» Instructions to follow
Among the entries below, how many lines include the word "hoodie"? Reply with only the number.

» Supplied data
- - - - - - -

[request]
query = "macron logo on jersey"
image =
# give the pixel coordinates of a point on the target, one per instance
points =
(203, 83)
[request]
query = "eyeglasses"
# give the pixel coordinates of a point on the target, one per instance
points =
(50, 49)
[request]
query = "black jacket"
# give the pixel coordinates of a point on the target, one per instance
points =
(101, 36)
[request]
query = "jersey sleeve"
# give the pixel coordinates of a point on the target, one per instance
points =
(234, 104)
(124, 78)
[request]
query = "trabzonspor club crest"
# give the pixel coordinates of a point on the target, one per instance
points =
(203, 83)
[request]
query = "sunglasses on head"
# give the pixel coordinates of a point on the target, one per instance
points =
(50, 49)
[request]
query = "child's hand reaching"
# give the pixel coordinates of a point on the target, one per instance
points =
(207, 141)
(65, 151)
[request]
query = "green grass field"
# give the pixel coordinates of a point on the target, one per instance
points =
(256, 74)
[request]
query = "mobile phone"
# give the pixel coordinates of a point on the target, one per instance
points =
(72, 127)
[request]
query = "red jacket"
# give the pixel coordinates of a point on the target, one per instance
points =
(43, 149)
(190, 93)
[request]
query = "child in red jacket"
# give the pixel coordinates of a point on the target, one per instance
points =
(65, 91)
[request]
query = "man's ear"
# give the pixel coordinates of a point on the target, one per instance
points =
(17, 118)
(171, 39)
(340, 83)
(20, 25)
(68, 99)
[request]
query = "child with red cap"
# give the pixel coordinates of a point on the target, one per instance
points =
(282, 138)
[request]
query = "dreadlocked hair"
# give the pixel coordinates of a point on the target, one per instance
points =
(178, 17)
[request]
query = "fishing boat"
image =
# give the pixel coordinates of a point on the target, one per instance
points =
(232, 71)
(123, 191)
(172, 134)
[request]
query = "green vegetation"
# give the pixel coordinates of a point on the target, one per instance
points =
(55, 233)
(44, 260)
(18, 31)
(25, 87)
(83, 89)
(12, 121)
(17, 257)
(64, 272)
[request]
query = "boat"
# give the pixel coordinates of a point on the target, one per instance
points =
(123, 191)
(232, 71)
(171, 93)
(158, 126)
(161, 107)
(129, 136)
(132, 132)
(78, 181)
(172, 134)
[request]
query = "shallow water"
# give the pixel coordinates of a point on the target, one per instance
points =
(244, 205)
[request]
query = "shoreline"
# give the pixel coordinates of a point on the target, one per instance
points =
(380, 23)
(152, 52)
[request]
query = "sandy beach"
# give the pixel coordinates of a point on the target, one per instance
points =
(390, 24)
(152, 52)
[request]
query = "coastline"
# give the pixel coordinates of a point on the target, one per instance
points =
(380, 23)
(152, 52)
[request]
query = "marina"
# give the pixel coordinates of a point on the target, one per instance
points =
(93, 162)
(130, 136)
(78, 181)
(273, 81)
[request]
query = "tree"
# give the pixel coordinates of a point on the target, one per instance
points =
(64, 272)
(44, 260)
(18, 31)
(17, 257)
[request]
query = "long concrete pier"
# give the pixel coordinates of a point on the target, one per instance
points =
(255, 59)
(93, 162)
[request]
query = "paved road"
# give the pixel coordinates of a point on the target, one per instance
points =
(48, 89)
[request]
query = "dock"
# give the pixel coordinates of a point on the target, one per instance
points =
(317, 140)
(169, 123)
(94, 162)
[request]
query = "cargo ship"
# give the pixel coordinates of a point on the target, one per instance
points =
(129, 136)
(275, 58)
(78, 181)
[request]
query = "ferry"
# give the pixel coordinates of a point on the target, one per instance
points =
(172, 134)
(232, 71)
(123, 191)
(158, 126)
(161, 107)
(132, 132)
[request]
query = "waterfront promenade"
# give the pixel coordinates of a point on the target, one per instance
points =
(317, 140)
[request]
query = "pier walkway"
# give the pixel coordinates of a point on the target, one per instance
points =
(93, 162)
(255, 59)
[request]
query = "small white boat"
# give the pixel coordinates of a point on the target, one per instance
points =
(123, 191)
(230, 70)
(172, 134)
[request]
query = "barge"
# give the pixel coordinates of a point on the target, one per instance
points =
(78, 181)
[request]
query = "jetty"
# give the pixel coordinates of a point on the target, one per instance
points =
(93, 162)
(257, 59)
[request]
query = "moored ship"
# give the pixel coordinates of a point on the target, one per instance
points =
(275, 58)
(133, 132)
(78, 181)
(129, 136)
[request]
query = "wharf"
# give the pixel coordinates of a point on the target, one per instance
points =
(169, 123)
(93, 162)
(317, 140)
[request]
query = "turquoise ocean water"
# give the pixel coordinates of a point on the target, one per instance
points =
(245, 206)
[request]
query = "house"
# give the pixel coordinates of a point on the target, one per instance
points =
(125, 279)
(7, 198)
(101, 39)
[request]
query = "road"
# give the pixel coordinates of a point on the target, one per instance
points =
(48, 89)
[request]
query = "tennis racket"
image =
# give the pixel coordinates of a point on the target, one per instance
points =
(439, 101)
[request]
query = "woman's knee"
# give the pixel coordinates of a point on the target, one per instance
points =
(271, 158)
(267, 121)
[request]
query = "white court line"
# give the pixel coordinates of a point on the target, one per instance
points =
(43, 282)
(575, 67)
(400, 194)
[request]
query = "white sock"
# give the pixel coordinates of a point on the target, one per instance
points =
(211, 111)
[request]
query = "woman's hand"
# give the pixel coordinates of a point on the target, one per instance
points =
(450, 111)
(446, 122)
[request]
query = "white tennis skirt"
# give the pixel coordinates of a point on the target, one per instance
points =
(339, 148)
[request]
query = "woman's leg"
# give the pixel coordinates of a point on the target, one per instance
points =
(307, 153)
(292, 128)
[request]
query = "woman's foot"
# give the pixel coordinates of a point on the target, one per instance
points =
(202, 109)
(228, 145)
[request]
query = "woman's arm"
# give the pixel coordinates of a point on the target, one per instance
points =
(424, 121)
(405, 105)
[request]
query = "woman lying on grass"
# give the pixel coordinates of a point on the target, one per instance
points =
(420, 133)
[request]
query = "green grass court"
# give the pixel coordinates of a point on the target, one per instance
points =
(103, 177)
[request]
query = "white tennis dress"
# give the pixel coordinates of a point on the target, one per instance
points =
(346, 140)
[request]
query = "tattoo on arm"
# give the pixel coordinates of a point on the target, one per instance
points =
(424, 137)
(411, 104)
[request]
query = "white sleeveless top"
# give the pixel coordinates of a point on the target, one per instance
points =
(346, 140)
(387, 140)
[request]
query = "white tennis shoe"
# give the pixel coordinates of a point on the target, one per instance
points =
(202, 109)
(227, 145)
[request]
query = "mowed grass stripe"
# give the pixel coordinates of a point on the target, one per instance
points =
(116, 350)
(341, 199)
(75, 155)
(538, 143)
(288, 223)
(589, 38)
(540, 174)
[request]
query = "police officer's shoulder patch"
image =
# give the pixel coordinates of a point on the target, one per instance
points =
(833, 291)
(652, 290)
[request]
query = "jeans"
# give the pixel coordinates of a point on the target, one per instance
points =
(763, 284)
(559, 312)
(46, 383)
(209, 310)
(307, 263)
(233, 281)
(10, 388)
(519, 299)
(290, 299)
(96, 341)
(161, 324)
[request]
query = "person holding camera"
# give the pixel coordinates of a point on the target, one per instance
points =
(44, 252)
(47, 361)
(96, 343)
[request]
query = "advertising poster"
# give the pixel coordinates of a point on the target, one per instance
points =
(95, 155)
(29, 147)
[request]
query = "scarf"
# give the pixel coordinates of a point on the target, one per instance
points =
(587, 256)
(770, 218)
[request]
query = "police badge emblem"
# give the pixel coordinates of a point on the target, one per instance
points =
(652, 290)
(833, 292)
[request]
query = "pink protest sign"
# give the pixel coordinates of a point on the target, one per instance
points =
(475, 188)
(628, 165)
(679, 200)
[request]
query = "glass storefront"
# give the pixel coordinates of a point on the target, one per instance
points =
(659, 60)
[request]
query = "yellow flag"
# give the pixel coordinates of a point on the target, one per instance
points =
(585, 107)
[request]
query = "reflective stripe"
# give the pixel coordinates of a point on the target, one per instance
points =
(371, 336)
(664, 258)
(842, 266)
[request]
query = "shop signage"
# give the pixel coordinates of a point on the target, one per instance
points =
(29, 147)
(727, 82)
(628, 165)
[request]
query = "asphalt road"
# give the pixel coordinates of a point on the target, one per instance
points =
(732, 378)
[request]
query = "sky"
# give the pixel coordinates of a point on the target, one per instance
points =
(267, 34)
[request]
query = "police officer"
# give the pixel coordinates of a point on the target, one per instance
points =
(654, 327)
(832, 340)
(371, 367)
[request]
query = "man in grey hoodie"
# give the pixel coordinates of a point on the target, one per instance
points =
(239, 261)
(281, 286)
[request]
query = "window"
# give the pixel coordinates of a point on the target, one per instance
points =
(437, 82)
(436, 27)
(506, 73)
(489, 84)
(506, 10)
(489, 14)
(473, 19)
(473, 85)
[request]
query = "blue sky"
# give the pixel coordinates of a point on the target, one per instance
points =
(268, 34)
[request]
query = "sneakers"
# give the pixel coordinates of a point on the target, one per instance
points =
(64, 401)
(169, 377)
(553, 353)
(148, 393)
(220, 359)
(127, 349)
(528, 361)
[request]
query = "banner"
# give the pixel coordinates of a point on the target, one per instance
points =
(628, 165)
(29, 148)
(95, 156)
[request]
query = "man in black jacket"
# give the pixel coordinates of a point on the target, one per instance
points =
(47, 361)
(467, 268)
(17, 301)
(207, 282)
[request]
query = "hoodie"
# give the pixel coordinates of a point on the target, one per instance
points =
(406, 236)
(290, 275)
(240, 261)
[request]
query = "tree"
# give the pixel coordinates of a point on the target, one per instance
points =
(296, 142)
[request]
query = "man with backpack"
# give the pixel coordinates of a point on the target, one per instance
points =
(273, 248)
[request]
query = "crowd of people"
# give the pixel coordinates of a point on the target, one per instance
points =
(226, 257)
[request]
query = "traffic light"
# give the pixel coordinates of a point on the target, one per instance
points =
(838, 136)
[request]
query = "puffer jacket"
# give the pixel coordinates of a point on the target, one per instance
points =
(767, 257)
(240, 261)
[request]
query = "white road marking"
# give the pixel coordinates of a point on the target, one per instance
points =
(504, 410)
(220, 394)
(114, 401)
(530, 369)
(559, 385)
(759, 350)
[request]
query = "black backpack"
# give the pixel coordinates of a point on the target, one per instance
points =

- - - - - - -

» Written answer
2